Your answer must be an exact transcription of the data, with every picture omitted.

== The records ==

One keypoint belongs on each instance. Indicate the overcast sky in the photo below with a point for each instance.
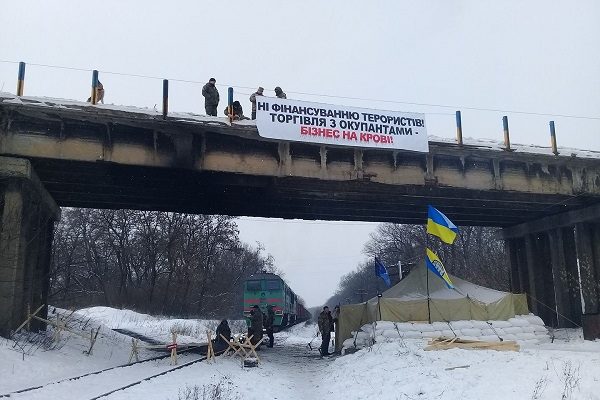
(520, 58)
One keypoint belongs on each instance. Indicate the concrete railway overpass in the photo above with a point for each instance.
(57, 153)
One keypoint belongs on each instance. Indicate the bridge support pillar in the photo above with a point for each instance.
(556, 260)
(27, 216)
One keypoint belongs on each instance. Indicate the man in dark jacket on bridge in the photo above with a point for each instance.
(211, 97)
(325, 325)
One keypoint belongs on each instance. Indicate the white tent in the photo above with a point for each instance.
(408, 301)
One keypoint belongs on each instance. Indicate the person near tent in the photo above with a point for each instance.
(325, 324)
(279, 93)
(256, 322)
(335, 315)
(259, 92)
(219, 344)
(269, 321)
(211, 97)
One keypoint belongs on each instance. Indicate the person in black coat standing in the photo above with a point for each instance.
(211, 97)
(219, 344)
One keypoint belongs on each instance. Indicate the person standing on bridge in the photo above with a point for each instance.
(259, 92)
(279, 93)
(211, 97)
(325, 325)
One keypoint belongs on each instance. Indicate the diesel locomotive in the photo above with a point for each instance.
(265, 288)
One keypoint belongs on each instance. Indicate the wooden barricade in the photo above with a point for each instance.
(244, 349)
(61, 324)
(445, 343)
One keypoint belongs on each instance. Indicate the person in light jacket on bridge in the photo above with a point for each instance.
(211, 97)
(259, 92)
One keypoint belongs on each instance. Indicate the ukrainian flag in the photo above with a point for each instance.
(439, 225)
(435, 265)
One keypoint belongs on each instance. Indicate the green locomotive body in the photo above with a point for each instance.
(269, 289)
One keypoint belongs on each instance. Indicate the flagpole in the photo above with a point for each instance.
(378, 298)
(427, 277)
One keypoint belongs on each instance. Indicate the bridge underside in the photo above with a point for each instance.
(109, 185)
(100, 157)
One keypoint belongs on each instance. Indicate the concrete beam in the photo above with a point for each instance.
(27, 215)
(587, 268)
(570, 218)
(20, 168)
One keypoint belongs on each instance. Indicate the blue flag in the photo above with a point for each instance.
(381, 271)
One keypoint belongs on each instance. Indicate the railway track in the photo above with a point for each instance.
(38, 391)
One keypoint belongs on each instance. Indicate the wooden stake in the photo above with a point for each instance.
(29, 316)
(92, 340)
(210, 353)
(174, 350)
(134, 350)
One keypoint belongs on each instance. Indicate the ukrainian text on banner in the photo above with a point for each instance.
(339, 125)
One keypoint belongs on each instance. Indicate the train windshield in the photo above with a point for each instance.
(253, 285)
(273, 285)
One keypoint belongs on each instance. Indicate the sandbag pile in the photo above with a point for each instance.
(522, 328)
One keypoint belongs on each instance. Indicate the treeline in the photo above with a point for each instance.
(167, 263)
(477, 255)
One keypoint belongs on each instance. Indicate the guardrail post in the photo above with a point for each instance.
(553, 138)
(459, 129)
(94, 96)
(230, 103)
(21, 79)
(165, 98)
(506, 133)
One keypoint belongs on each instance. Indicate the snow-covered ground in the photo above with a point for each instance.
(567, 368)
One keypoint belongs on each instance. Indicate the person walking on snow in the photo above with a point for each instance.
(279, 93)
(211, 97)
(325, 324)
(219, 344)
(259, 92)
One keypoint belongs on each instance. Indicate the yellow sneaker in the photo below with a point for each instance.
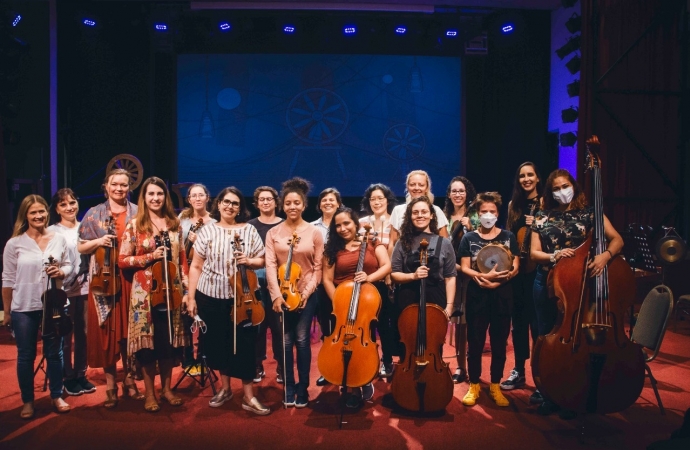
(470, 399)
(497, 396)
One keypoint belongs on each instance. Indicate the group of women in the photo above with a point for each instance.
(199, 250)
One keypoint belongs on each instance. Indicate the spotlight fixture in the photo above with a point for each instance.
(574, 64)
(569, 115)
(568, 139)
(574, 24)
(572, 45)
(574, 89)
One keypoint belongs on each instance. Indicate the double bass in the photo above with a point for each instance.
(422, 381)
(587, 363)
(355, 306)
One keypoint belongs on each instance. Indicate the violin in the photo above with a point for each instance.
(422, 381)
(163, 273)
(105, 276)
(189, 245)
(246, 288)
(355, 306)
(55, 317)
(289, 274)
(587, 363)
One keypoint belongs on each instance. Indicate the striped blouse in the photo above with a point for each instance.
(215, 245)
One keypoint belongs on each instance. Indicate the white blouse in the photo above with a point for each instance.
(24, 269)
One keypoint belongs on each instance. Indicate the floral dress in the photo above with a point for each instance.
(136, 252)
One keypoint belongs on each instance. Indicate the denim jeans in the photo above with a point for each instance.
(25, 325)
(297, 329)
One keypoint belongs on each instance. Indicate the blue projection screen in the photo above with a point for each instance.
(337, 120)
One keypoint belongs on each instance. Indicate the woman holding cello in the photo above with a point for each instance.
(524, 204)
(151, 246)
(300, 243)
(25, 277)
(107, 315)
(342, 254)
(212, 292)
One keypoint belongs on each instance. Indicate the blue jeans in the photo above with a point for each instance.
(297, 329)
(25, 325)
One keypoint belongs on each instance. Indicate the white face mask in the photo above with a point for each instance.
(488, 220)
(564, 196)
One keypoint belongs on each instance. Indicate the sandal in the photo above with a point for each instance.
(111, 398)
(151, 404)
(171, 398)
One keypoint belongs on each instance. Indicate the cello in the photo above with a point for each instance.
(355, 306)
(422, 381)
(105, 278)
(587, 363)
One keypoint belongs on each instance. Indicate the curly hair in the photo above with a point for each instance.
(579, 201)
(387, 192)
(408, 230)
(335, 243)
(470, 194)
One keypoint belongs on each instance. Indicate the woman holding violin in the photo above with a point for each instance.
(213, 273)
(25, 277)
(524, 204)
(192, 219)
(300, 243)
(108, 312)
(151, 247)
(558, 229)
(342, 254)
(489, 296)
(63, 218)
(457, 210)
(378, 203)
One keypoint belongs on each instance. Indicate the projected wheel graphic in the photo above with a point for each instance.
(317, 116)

===

• _Exercise result_:
One keypoint belongs on each instance. Indicate the overcast sky in the photo below with a point for each instance.
(520, 58)
One keypoint belongs on each instance. Indicate the concrete railway overpass in the photo above with a point for each instance.
(57, 153)
One keypoint belongs on each instance. Indicate the bridge support pillar in the photo above with a point for each instance.
(556, 260)
(27, 216)
One keypoint belongs on each instance. Indicate the man in dark jacket on bridge in the photo above with a point for each instance.
(211, 97)
(325, 325)
One keypoint belongs on each instance. Indicate the white tent in the photo above with a point for each instance.
(408, 301)
One keypoint belongs on each instance. Indicate the person near tent in the photo above with a point for each instance.
(325, 324)
(279, 93)
(256, 322)
(335, 315)
(259, 92)
(219, 344)
(269, 321)
(211, 97)
One keypoint belongs on each instance. Indicate the person in black coat standing in the photo above with a point for each instance.
(211, 97)
(219, 344)
One keypoint belongs on each instance. Indicate the person standing on bridge in the photo above with a point for each instance.
(259, 92)
(279, 93)
(211, 97)
(325, 325)
One keypoint belongs on each instance. Indicate the diesel locomotive in the photo above with a point for each instance.
(265, 288)
One keypoint belongs on each instance. Indicate the wooden barricade in the photo above with a point for each instance.
(244, 349)
(61, 324)
(445, 343)
One keypoint belongs on each instance. Indicate the person in light jacket on bridge in the photo above with a point for each instance.
(211, 97)
(259, 92)
One keypoint belongs on each instance. Indicate the ukrainian flag in the photo above with a point for each instance.
(439, 225)
(435, 265)
One keypoint belongs on each instance. Indicate the green locomotive body in the photo above with a point for each instance.
(269, 289)
One keypoint belongs on each instance. Indicate the flagpole in the photo above with a point for each instance.
(378, 298)
(427, 277)
One keypoint belongs on each instance. Indicate the bridge underside in the photo above with a point for each instance.
(109, 185)
(100, 157)
One keypoint belongs on each instance. Indicate the concrete beam in the photo above with a point for each instance.
(27, 215)
(587, 268)
(570, 218)
(20, 168)
One keypoint belongs on each instance. Indicate the blue flag in the photo above with a point for each instance.
(381, 271)
One keypoint belongs on each instance. Indicate the railway track in the photo above with a point for each instance.
(38, 391)
One keypoint belongs on each instance. Indicate the wooden stake in the photo above with a point for each instance.
(29, 316)
(92, 340)
(210, 353)
(174, 350)
(134, 350)
One keypoint belongs on each instance. Indicate the ukrainian text on banner in the photo above with a point for each instance.
(339, 125)
One keypoint belongs on each instance. Indicate the train windshield in the photo above with a point for each instance.
(253, 285)
(273, 285)
One keypoint belongs on each instance. Indicate the sandbag pile in the photo above with a point for each instance.
(522, 328)
One keypoint belongs on each instance. Indicate the treeline in the photo above with a point for each instance.
(167, 263)
(477, 255)
One keypoint belongs on each instance. Indicate the guardrail post in the photo above with a point for each instance.
(553, 138)
(459, 129)
(94, 96)
(230, 103)
(21, 79)
(165, 98)
(506, 133)
One keypoint belongs on each instance. Indicate the snow-covered ground in the photo above with a point for each instance.
(567, 368)
One keypoint belongs on each instance. Indicate the person walking on snow in the photo above with a point for each instance.
(279, 93)
(211, 97)
(325, 324)
(219, 344)
(259, 92)
One keypoint belongs on each instance. Indicate the yellow sneaker in the photo below with a point for each instance.
(470, 399)
(497, 396)
One keypoint belongs on each instance. Indicate the group of women in the photo above with a point for each instance.
(199, 250)
One keypoint belongs on each instance. Indicate the spotlight fixture in the photo above with a point for each instance.
(574, 64)
(569, 115)
(568, 139)
(574, 24)
(572, 45)
(574, 89)
One keypoint belongs on each instance. Indicate the double bass in the photo above with a point for each instance.
(422, 381)
(587, 363)
(355, 306)
One keypoint belongs on each instance. Indicate the violin in the photo above with a point for each instance.
(422, 381)
(163, 273)
(105, 276)
(189, 245)
(246, 288)
(355, 306)
(55, 317)
(289, 274)
(587, 363)
One keypoint belongs on each instance. Indicate the striped blouse in the photo above with a point for each instance.
(215, 245)
One keypoint belongs on each instance. Indicate the white blouse in the photo above with a point for each instance.
(24, 269)
One keypoint belongs on each instance. Indicate the floral dress in the photo above with a point for each instance.
(136, 252)
One keypoint belongs on each instance. Indicate the denim jeans in the photo above with a point for each instance.
(25, 325)
(297, 329)
One keypoint belongs on each instance. Indicate the blue projection screen in the photo above with a point for each instance.
(337, 120)
One keypoint belongs on each instance. Indicate the woman holding cello in the photo above with a point for each instance.
(524, 204)
(151, 246)
(300, 243)
(25, 277)
(107, 315)
(342, 254)
(212, 292)
One keypoint belongs on each instance. Indicate the blue jeans in the photo above with a point for each instance.
(297, 329)
(25, 325)
One keypoint belongs on each instance. Indicate the white face mask in the photo above with a point for each instance.
(488, 220)
(564, 196)
One keypoint belongs on each instance. Indicate the sandal in the photo above with a point for each instance.
(111, 398)
(151, 404)
(171, 398)
One keypoint belongs on each instance. Indicate the cello in the photo above with a point for each instance.
(355, 306)
(422, 381)
(105, 278)
(587, 363)
One keypoint belongs on each instance. Indicate the curly hair in the photo above with a point for each instance.
(579, 201)
(387, 192)
(408, 230)
(335, 243)
(470, 194)
One keypoint belongs on each instance. Indicate the woman holding violin in the photo above with a point for each instance.
(213, 273)
(25, 277)
(524, 204)
(192, 219)
(300, 243)
(108, 312)
(151, 247)
(558, 229)
(342, 254)
(489, 296)
(63, 218)
(457, 210)
(378, 203)
One keypoint belongs on each instance. Indicate the projected wheel graphic in the photo above with a point for each instance.
(317, 116)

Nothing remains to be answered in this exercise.